● **Directions**: Give back the data in full. Leave nothing out.

● **Extracted records**:
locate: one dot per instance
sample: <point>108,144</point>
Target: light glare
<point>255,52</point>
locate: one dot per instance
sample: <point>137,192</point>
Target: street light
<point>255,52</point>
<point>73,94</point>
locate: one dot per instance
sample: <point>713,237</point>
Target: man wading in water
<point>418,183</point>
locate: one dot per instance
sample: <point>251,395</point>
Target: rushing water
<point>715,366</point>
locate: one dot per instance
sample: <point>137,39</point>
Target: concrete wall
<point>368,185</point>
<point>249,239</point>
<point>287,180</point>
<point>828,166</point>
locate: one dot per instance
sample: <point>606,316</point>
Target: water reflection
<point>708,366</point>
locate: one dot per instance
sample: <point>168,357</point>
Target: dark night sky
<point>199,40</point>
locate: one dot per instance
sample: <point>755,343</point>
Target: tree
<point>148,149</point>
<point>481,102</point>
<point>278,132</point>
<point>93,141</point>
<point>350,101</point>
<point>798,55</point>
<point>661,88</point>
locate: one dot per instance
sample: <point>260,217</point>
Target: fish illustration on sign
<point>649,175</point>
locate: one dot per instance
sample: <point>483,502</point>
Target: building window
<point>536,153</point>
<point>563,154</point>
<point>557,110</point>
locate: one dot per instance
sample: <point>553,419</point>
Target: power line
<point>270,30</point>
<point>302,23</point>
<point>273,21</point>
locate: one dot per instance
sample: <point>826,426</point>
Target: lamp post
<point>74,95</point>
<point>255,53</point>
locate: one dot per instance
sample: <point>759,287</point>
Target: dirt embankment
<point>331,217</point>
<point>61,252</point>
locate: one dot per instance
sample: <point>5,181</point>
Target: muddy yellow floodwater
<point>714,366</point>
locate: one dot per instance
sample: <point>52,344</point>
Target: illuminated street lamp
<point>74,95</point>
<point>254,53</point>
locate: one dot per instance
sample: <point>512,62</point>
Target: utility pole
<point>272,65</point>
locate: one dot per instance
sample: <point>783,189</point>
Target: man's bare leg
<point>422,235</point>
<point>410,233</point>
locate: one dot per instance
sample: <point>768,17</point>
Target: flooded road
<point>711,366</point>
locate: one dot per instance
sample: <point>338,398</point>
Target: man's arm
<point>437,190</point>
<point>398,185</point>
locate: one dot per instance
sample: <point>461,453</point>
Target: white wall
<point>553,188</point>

● **Response below**:
locate: one dot per instance
sample: <point>108,144</point>
Target: light glare
<point>255,52</point>
locate: one dot per instance
sample: <point>137,192</point>
Target: street light
<point>255,52</point>
<point>73,94</point>
locate: one dot per instance
sample: <point>713,237</point>
Target: man wading in water
<point>418,183</point>
locate: one dot per instance
sample: <point>251,395</point>
Target: rushing water
<point>715,366</point>
locate: one dot per instance
sample: <point>137,39</point>
Target: concrete wall
<point>368,185</point>
<point>249,239</point>
<point>287,180</point>
<point>828,166</point>
locate: one dot per instance
sample: <point>606,316</point>
Target: water reflection
<point>708,366</point>
locate: one dot per instance
sample: <point>168,357</point>
Target: dark night sky
<point>199,40</point>
locate: one dot per instance
sample: <point>755,343</point>
Target: tree
<point>148,149</point>
<point>481,102</point>
<point>278,132</point>
<point>93,141</point>
<point>350,101</point>
<point>798,55</point>
<point>661,88</point>
locate: one dot per instance
sample: <point>260,217</point>
Target: fish illustration on sign
<point>649,175</point>
locate: one dot per instance
sample: <point>483,502</point>
Target: building window
<point>536,153</point>
<point>563,154</point>
<point>557,110</point>
locate: one dot per instance
sample: <point>553,419</point>
Target: power line
<point>270,30</point>
<point>302,23</point>
<point>273,21</point>
locate: one dot per instance
sample: <point>826,426</point>
Target: lamp post
<point>74,95</point>
<point>255,53</point>
locate: one dot per instance
sample: <point>759,287</point>
Target: dirt embankment
<point>331,217</point>
<point>61,252</point>
locate: one dot per instance
sample: <point>5,181</point>
Target: muddy yellow floodwater
<point>714,366</point>
locate: one dot per instance
sample: <point>52,344</point>
Target: illuminated street lamp
<point>74,95</point>
<point>254,53</point>
locate: one dot per instance
sample: <point>512,62</point>
Target: utility pole
<point>272,65</point>
locate: one dot per instance
sample: <point>783,189</point>
Target: man's bare leg
<point>422,235</point>
<point>410,233</point>
locate: one dot per instance
sample: <point>768,17</point>
Target: flooded road
<point>711,366</point>
locate: one dot per instance
sample: <point>338,398</point>
Target: man's arm
<point>437,190</point>
<point>398,185</point>
locate: one dot per instance
sample: <point>461,453</point>
Target: white wall
<point>553,188</point>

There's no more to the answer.